Could you repeat the records below exactly as written?

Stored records
┌──

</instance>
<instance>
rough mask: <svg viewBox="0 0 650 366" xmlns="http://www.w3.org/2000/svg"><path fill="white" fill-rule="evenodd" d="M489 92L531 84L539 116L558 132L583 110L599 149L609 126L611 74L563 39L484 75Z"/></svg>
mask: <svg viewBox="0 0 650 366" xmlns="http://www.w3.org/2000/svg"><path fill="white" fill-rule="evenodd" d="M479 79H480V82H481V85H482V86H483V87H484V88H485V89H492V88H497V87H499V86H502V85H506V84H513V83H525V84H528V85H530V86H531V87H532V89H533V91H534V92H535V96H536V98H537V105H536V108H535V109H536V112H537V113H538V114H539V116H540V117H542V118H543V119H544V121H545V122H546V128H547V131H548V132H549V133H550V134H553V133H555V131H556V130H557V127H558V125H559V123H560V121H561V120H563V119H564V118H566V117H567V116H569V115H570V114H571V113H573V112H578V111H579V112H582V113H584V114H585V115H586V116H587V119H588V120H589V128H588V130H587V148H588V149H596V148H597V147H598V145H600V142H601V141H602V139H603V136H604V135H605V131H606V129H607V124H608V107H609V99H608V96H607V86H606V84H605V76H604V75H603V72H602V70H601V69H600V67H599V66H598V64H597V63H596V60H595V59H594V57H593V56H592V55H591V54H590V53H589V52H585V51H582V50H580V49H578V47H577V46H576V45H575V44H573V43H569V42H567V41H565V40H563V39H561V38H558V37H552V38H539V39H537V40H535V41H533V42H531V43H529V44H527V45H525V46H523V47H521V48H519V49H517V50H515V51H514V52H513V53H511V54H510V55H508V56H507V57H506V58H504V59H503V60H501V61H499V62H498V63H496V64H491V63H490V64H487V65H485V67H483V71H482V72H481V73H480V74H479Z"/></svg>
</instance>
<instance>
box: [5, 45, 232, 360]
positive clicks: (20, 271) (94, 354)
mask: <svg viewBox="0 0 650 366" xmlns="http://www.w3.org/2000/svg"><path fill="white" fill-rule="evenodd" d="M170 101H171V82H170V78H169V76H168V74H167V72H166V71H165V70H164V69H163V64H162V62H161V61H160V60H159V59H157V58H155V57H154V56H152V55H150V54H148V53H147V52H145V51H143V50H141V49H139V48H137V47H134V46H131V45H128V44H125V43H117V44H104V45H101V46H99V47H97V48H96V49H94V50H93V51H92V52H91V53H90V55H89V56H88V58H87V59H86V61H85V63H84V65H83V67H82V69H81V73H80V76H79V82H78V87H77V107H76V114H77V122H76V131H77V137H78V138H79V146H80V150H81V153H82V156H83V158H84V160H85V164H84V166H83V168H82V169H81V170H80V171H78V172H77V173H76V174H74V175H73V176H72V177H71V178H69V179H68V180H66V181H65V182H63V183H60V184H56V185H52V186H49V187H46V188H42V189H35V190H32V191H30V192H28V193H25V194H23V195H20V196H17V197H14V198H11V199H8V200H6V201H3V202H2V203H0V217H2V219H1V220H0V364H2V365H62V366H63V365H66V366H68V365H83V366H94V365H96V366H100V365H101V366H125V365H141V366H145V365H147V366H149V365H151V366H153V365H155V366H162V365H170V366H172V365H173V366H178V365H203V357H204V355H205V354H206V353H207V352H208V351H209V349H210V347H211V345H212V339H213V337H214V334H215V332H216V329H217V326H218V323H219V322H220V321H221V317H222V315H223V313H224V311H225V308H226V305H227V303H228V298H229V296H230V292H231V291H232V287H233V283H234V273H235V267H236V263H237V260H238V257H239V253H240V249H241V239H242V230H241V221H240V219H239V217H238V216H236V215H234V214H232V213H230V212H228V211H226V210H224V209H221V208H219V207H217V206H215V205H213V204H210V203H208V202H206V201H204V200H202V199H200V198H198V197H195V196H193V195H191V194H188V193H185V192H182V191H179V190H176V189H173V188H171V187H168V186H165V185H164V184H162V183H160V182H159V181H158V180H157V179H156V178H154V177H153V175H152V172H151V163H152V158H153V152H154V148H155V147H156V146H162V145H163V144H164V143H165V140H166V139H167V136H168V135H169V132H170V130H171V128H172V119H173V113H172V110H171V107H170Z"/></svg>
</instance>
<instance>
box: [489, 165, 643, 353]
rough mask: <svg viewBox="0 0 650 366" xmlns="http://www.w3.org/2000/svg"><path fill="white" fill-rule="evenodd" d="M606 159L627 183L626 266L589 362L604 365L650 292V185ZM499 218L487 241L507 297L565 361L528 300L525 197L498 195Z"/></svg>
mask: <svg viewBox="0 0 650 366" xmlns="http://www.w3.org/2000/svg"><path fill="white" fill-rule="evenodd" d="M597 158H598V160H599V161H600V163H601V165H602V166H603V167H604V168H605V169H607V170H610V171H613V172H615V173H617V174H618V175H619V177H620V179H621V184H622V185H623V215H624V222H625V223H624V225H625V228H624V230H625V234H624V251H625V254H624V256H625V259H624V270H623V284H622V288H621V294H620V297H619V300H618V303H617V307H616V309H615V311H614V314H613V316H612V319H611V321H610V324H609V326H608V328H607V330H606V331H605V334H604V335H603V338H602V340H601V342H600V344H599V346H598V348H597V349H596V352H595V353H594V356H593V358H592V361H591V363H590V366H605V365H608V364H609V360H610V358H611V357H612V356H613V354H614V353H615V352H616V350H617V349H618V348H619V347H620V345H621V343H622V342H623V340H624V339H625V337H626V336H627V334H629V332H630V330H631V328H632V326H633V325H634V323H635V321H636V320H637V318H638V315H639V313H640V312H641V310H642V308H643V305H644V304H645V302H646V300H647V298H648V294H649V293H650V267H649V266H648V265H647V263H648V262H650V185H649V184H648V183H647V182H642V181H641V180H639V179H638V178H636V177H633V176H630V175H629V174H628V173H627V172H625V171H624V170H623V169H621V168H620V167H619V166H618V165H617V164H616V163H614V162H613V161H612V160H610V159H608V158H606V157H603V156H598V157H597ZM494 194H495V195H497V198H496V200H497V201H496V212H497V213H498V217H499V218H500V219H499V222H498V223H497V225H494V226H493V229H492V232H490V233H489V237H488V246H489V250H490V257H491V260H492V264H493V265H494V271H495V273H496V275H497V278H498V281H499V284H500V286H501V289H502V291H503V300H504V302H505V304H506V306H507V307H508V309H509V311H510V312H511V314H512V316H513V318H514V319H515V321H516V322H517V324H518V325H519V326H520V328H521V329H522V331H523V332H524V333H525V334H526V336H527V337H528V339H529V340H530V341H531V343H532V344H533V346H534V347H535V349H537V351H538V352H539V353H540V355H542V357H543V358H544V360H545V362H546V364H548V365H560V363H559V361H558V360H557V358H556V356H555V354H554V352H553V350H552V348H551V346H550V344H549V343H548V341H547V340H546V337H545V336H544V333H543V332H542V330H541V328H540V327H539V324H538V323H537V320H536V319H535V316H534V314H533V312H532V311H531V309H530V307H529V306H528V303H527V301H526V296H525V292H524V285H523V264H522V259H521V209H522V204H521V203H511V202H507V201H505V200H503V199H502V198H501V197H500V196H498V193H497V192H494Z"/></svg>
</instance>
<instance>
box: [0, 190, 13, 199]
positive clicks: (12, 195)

└──

RESPONSE TO THE EXERCISE.
</instance>
<instance>
rough mask: <svg viewBox="0 0 650 366" xmlns="http://www.w3.org/2000/svg"><path fill="white" fill-rule="evenodd" d="M489 92L531 84L539 116L558 132L583 110L599 149L609 126L611 74L563 39L484 75Z"/></svg>
mask: <svg viewBox="0 0 650 366" xmlns="http://www.w3.org/2000/svg"><path fill="white" fill-rule="evenodd" d="M479 79H480V82H481V85H482V86H483V87H484V88H485V89H492V88H497V87H499V86H502V85H506V84H513V83H525V84H528V85H530V86H531V87H532V89H533V91H534V92H535V96H536V98H537V105H536V108H535V109H536V112H537V113H538V114H539V116H540V117H542V118H543V119H544V121H545V122H546V128H547V131H548V132H549V133H550V134H553V133H555V131H556V130H557V127H558V125H559V123H560V121H561V120H563V119H564V118H566V117H567V116H569V115H570V114H571V113H573V112H578V111H579V112H582V113H584V114H585V115H586V116H587V119H588V120H589V128H588V130H587V148H588V149H596V148H597V147H598V145H600V142H601V141H602V139H603V136H604V135H605V131H606V129H607V124H608V107H609V99H608V96H607V86H606V84H605V76H604V75H603V72H602V70H601V69H600V67H599V66H598V64H597V63H596V60H595V59H594V57H593V56H592V55H591V54H590V53H589V52H585V51H582V50H580V49H578V47H577V46H576V45H575V44H573V43H569V42H567V41H565V40H563V39H561V38H558V37H552V38H539V39H537V40H535V41H533V42H531V43H529V44H527V45H525V46H523V47H521V48H519V49H517V50H515V51H514V52H513V53H511V54H510V55H508V56H507V57H506V58H504V59H503V60H501V61H499V62H498V63H496V64H491V63H490V64H487V65H485V67H483V71H482V72H481V73H480V74H479Z"/></svg>
</instance>
<instance>
box: [5, 45, 232, 360]
positive clicks: (20, 271) (94, 354)
mask: <svg viewBox="0 0 650 366" xmlns="http://www.w3.org/2000/svg"><path fill="white" fill-rule="evenodd" d="M170 101H171V82H170V78H169V76H168V74H167V72H166V71H165V70H164V69H163V64H162V62H161V61H160V60H159V59H157V58H155V57H154V56H152V55H150V54H148V53H147V52H145V51H143V50H141V49H139V48H137V47H134V46H131V45H128V44H125V43H117V44H104V45H101V46H99V47H97V48H96V49H94V50H93V51H92V52H91V53H90V55H89V56H88V58H87V59H86V61H85V63H84V65H83V67H82V69H81V73H80V76H79V82H78V87H77V107H76V114H77V122H76V131H77V137H78V138H79V146H80V150H81V153H82V156H83V158H84V160H85V164H84V166H83V168H82V169H81V170H80V171H78V172H77V173H76V174H74V175H73V176H72V177H71V178H69V179H68V180H66V181H65V182H63V183H60V184H56V185H52V186H49V187H46V188H42V189H35V190H32V191H30V192H28V193H25V194H23V195H20V196H17V197H14V198H11V199H8V200H6V201H3V202H2V203H0V217H2V219H1V220H0V364H2V365H62V366H63V365H66V366H68V365H83V366H94V365H96V366H100V365H101V366H125V365H141V366H145V365H147V366H149V365H151V366H153V365H155V366H162V365H170V366H172V365H173V366H178V365H203V357H204V355H205V354H206V353H207V352H208V351H209V349H210V347H211V345H212V339H213V337H214V334H215V332H216V329H217V326H218V323H219V322H220V321H221V317H222V315H223V313H224V311H225V308H226V305H227V303H228V298H229V296H230V292H231V291H232V287H233V283H234V273H235V267H236V263H237V260H238V257H239V253H240V249H241V239H242V230H241V221H240V219H239V217H238V216H236V215H234V214H232V213H230V212H228V211H226V210H224V209H221V208H219V207H217V206H215V205H213V204H210V203H208V202H206V201H204V200H202V199H200V198H198V197H195V196H193V195H191V194H188V193H185V192H182V191H179V190H176V189H173V188H171V187H168V186H165V185H164V184H162V183H160V182H159V181H158V180H157V179H156V178H154V177H153V175H152V172H151V163H152V158H153V152H154V148H155V147H156V146H162V145H163V144H164V143H165V140H166V139H167V136H168V135H169V132H170V130H171V128H172V119H173V113H172V110H171V107H170Z"/></svg>
</instance>
<instance>
box: [489, 165, 643, 353]
rough mask: <svg viewBox="0 0 650 366" xmlns="http://www.w3.org/2000/svg"><path fill="white" fill-rule="evenodd" d="M606 159L627 183L626 266L589 362L604 365L650 292V185ZM499 218L487 241L507 297L565 361L528 300L525 197L498 195Z"/></svg>
mask: <svg viewBox="0 0 650 366" xmlns="http://www.w3.org/2000/svg"><path fill="white" fill-rule="evenodd" d="M597 158H598V160H599V161H600V163H601V165H602V166H603V167H604V168H605V169H607V170H610V171H613V172H615V173H617V174H618V175H619V177H620V179H621V184H622V185H623V215H624V222H625V223H624V225H625V228H624V230H625V234H624V251H625V254H624V256H625V259H624V270H623V284H622V288H621V294H620V297H619V300H618V303H617V307H616V309H615V311H614V314H613V316H612V319H611V321H610V324H609V326H608V328H607V330H606V331H605V334H604V335H603V338H602V340H601V342H600V344H599V346H598V348H597V349H596V352H595V353H594V356H593V358H592V361H591V363H590V366H605V365H608V364H609V360H610V358H611V357H612V356H613V354H614V353H615V352H616V350H617V349H618V348H619V347H620V345H621V343H622V342H623V340H624V339H625V337H626V336H627V334H629V332H630V330H631V328H632V326H633V325H634V323H635V321H636V320H637V318H638V315H639V313H640V312H641V310H642V308H643V305H644V304H645V302H646V300H647V298H648V294H649V293H650V267H649V266H648V265H647V263H648V262H650V185H649V184H648V183H647V182H642V181H641V180H639V179H638V178H636V177H633V176H630V175H629V174H628V173H627V172H625V171H624V170H623V169H621V168H620V167H619V166H618V165H617V164H616V163H614V162H613V161H612V160H610V159H608V158H606V157H603V156H598V157H597ZM494 194H495V195H497V198H496V200H497V201H496V212H497V213H498V217H499V218H500V219H499V222H498V223H497V225H494V226H493V229H492V232H490V233H489V237H488V246H489V250H490V257H491V260H492V264H493V265H494V271H495V273H496V275H497V278H498V281H499V284H500V286H501V289H502V291H503V300H504V302H505V304H506V306H507V307H508V309H509V311H510V312H511V314H512V316H513V318H514V319H515V321H516V322H517V324H518V325H519V326H520V328H521V329H522V331H523V332H524V333H525V334H526V336H527V337H528V339H529V340H530V341H531V343H532V344H533V346H534V347H535V349H537V351H538V352H539V353H540V355H542V357H543V358H544V360H545V362H546V364H548V365H560V363H559V361H558V360H557V358H556V356H555V354H554V352H553V350H552V348H551V346H550V344H549V343H548V341H547V340H546V337H545V336H544V333H543V332H542V330H541V328H540V327H539V324H538V323H537V320H536V319H535V316H534V314H533V312H532V311H531V309H530V307H529V306H528V303H527V301H526V296H525V292H524V285H523V264H522V259H521V209H522V204H521V203H511V202H507V201H505V200H503V199H502V198H501V197H500V196H498V193H497V192H494Z"/></svg>
</instance>
<instance>
box: [0, 190, 13, 199]
positive clicks: (12, 195)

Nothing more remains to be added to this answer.